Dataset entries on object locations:
>> BEGIN

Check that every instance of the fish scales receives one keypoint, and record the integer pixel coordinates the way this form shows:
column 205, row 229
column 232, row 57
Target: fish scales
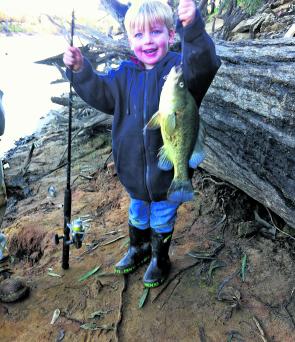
column 182, row 137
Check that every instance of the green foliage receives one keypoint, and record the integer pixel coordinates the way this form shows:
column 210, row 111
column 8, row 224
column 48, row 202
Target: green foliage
column 250, row 6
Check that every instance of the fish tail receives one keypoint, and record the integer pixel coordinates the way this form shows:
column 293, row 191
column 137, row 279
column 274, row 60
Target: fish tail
column 180, row 191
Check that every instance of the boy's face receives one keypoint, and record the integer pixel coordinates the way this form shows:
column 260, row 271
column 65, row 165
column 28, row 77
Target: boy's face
column 151, row 44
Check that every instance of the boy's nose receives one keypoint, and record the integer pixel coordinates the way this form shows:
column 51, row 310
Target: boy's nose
column 147, row 38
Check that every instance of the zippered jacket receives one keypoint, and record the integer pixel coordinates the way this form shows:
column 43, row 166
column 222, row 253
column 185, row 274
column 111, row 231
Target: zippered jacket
column 131, row 93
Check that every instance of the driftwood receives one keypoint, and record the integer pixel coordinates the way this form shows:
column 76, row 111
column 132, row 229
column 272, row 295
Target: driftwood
column 249, row 114
column 249, row 111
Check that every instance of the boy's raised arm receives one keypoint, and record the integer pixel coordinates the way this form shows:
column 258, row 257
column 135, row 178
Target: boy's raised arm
column 200, row 62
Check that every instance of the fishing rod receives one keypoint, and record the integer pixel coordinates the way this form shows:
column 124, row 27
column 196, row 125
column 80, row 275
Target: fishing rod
column 73, row 232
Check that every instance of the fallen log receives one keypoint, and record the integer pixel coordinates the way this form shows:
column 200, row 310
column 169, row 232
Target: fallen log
column 249, row 112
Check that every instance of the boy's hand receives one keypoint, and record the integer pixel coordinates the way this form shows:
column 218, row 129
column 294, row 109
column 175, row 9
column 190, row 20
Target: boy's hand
column 186, row 11
column 73, row 58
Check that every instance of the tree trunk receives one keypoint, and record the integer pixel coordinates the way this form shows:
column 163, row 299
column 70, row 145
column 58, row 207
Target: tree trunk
column 249, row 111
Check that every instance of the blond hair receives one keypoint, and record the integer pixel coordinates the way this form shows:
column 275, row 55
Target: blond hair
column 148, row 12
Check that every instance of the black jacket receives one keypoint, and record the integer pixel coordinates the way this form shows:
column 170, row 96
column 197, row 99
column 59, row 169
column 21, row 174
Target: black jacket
column 131, row 93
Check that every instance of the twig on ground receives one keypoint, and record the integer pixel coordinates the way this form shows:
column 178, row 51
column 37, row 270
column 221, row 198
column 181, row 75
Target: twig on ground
column 262, row 333
column 164, row 287
column 177, row 283
column 202, row 334
column 120, row 314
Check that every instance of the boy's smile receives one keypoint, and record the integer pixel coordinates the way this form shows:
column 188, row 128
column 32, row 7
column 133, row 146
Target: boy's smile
column 151, row 43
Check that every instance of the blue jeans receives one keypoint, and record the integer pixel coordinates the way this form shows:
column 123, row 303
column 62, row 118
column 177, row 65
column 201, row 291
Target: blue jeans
column 160, row 216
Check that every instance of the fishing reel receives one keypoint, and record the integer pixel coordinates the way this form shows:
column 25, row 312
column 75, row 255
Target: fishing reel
column 77, row 233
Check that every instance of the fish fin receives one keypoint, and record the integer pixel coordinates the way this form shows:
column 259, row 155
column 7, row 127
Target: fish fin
column 180, row 191
column 164, row 163
column 198, row 154
column 170, row 123
column 154, row 121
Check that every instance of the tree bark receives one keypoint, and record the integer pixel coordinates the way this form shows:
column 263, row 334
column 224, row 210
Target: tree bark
column 249, row 113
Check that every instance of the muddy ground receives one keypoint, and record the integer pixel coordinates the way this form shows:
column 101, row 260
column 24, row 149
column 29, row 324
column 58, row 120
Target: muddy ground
column 228, row 282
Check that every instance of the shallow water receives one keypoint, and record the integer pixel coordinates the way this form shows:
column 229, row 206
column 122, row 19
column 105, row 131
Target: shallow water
column 26, row 85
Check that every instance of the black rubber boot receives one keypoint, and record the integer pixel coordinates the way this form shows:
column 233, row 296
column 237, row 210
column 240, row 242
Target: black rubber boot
column 160, row 264
column 139, row 251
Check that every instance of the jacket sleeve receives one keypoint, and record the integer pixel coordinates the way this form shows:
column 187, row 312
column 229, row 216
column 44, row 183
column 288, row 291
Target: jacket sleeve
column 200, row 62
column 95, row 89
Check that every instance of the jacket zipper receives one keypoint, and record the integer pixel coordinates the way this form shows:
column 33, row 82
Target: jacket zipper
column 147, row 172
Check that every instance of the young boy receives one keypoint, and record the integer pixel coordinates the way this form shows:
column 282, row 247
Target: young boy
column 131, row 93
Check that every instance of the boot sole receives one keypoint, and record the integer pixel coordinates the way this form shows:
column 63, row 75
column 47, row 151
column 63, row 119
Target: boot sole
column 132, row 268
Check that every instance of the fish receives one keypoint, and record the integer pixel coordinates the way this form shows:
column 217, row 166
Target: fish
column 183, row 134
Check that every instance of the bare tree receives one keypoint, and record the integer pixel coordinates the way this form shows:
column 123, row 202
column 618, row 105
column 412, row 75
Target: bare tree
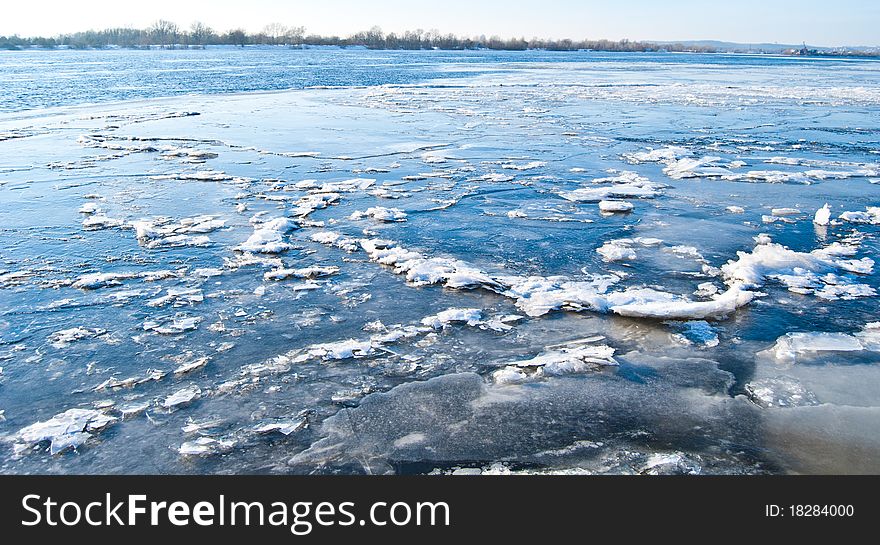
column 276, row 33
column 200, row 33
column 236, row 37
column 163, row 32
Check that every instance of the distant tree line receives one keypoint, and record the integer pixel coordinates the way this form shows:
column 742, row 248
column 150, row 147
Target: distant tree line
column 169, row 35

>> END

Place every line of all the entries above into a JSON list of strings, with one string per line and blank lines omitted. Leave the pictures out.

Response to the exercise:
[
  "Check that every instance of the fish scales receives one keypoint, and record the integer pixel coordinates the way this form shows:",
  "column 205, row 229",
  "column 232, row 57",
  "Target: fish scales",
  "column 182, row 137",
  "Check that every instance of the green foliage receives one keypoint, and record the integer pixel coordinates the way this form shows:",
  "column 210, row 111",
  "column 8, row 224",
  "column 48, row 202",
  "Target: green foliage",
  "column 250, row 6",
  "Check that every instance of the fish tail receives one keypoint, and record the integer pixel coordinates the way this form shows:",
  "column 293, row 191",
  "column 137, row 279",
  "column 274, row 60",
  "Target: fish tail",
  "column 180, row 191",
  "Check that every instance of the boy's face receives one keypoint, and record the integer pixel coordinates the way this form shows:",
  "column 260, row 271",
  "column 65, row 165",
  "column 28, row 77",
  "Target: boy's face",
  "column 151, row 44",
  "Check that every instance of the boy's nose receives one keypoint, and record the integer pixel coordinates the way this form shows:",
  "column 51, row 310",
  "Target: boy's nose",
  "column 147, row 38",
  "Check that every instance of the zippered jacket receives one keypoint, and record the integer pixel coordinates the way this form shows:",
  "column 43, row 166",
  "column 222, row 253",
  "column 185, row 274",
  "column 111, row 231",
  "Target: zippered jacket",
  "column 131, row 93",
  "Check that every instance of the driftwood receives one keypoint, and record the integer pixel coordinates the way this form shows:",
  "column 76, row 111",
  "column 132, row 229",
  "column 272, row 295",
  "Target: driftwood",
  "column 249, row 114",
  "column 249, row 111",
  "Check that every instance of the boy's raised arm receives one keypoint, and record the integer pixel coordinates the way this form shows:",
  "column 258, row 257",
  "column 135, row 178",
  "Target: boy's raised arm",
  "column 200, row 62",
  "Check that every instance of the fishing rod receives one keypoint, and record the integer pixel coordinates the way this form shows:",
  "column 124, row 27",
  "column 196, row 125",
  "column 80, row 275",
  "Target: fishing rod",
  "column 73, row 232",
  "Check that every instance of the fallen log receives one keypoint, and record the integer pixel coordinates the way this form shows:",
  "column 200, row 310",
  "column 169, row 232",
  "Target: fallen log",
  "column 249, row 112",
  "Check that every instance of the boy's hand receives one keypoint, and record the integer pixel coordinates the way this form shows:",
  "column 218, row 129",
  "column 294, row 109",
  "column 175, row 9",
  "column 190, row 20",
  "Target: boy's hand",
  "column 186, row 11",
  "column 73, row 58",
  "Check that every instance of the tree trunk receives one keypoint, and record the integer pixel coordinates the way this form shows:",
  "column 163, row 299",
  "column 70, row 145",
  "column 58, row 207",
  "Target: tree trunk",
  "column 249, row 111",
  "Check that every instance of the blond hair receives one keypoint, and record the integer pixel coordinates the way this form shows:",
  "column 275, row 55",
  "Target: blond hair",
  "column 148, row 12",
  "Check that every instance of the black jacket receives one keypoint, and record the integer pixel coordinates the way this form shows:",
  "column 170, row 96",
  "column 197, row 99",
  "column 59, row 169",
  "column 21, row 174",
  "Target: black jacket",
  "column 131, row 93",
  "Check that every instance of the twig on ground receives one keypoint, and record the integer pixel coordinates the way this form shows:",
  "column 178, row 51",
  "column 37, row 270",
  "column 221, row 198",
  "column 181, row 75",
  "Target: twig on ground",
  "column 262, row 333",
  "column 164, row 287",
  "column 177, row 283",
  "column 202, row 334",
  "column 120, row 314",
  "Check that every instance of the boy's smile receives one keypoint, and record the integer pixel coordinates the way this form shows:",
  "column 188, row 128",
  "column 32, row 7",
  "column 133, row 146",
  "Target: boy's smile",
  "column 151, row 43",
  "Check that every instance of the blue jeans receives one keypoint, and record the integer pixel coordinates the way this form shows:",
  "column 123, row 303",
  "column 62, row 118",
  "column 177, row 65",
  "column 201, row 291",
  "Target: blue jeans",
  "column 160, row 216",
  "Check that every instance of the fishing reel receives one keypoint, and record the integer pixel coordinates the way this form shows:",
  "column 25, row 312",
  "column 75, row 255",
  "Target: fishing reel",
  "column 77, row 233",
  "Check that every instance of the fish fin receives one keypoint, and record the integer pixel coordinates the way this form shows:",
  "column 259, row 155",
  "column 7, row 127",
  "Target: fish fin",
  "column 180, row 191",
  "column 164, row 163",
  "column 198, row 154",
  "column 170, row 123",
  "column 154, row 121",
  "Check that every instance of the tree bark receives one keypoint, and record the integer pixel coordinates the way this form shows:",
  "column 263, row 334",
  "column 224, row 210",
  "Target: tree bark",
  "column 249, row 113",
  "Check that every instance of the muddy ground receives one keypoint, and record the integer pixel coordinates the way this form shows:",
  "column 101, row 260",
  "column 24, row 149",
  "column 29, row 324",
  "column 58, row 120",
  "Target: muddy ground",
  "column 228, row 282",
  "Check that every instance of the shallow water receives one keypoint, and record the integer pixel coordinates the way this form shows:",
  "column 229, row 206",
  "column 122, row 19",
  "column 105, row 131",
  "Target: shallow water",
  "column 26, row 85",
  "Check that every instance of the black rubber boot receives one keypoint, and record the integer pixel coordinates the way this form shows:",
  "column 233, row 296",
  "column 237, row 210",
  "column 240, row 242",
  "Target: black rubber boot",
  "column 160, row 264",
  "column 139, row 251",
  "Check that every instance of the jacket sleeve receives one keypoint, and record the integer pixel coordinates the way this form shows:",
  "column 187, row 312",
  "column 229, row 216",
  "column 44, row 183",
  "column 288, row 291",
  "Target: jacket sleeve",
  "column 200, row 62",
  "column 95, row 89",
  "Check that every instance of the jacket zipper receives one keypoint, and record the integer pixel coordinates the way this form shows:",
  "column 33, row 82",
  "Target: jacket zipper",
  "column 147, row 172",
  "Check that every instance of the young boy receives one keypoint, and record the integer pixel coordinates the way this form shows:",
  "column 282, row 247",
  "Target: young boy",
  "column 131, row 93",
  "Check that every instance of the boot sole receives one keypoint, and record the integer pixel coordinates the way this form shows:",
  "column 63, row 75",
  "column 47, row 151",
  "column 63, row 119",
  "Target: boot sole",
  "column 132, row 268",
  "Check that every instance of the fish receives one keypoint, and record the integer pixel coordinates the way this form shows:",
  "column 217, row 166",
  "Target: fish",
  "column 183, row 134",
  "Check that every instance of the bare tree receives one keypoint, and record the integer pixel coordinates the way this form shows:",
  "column 123, row 202",
  "column 618, row 105",
  "column 412, row 75",
  "Target: bare tree",
  "column 276, row 33",
  "column 200, row 33",
  "column 236, row 37",
  "column 163, row 32",
  "Check that every instance of the distant tree line receives one keypoint, and record the integer pixel coordinates the way this form shows:",
  "column 742, row 248",
  "column 150, row 147",
  "Target: distant tree line",
  "column 169, row 35"
]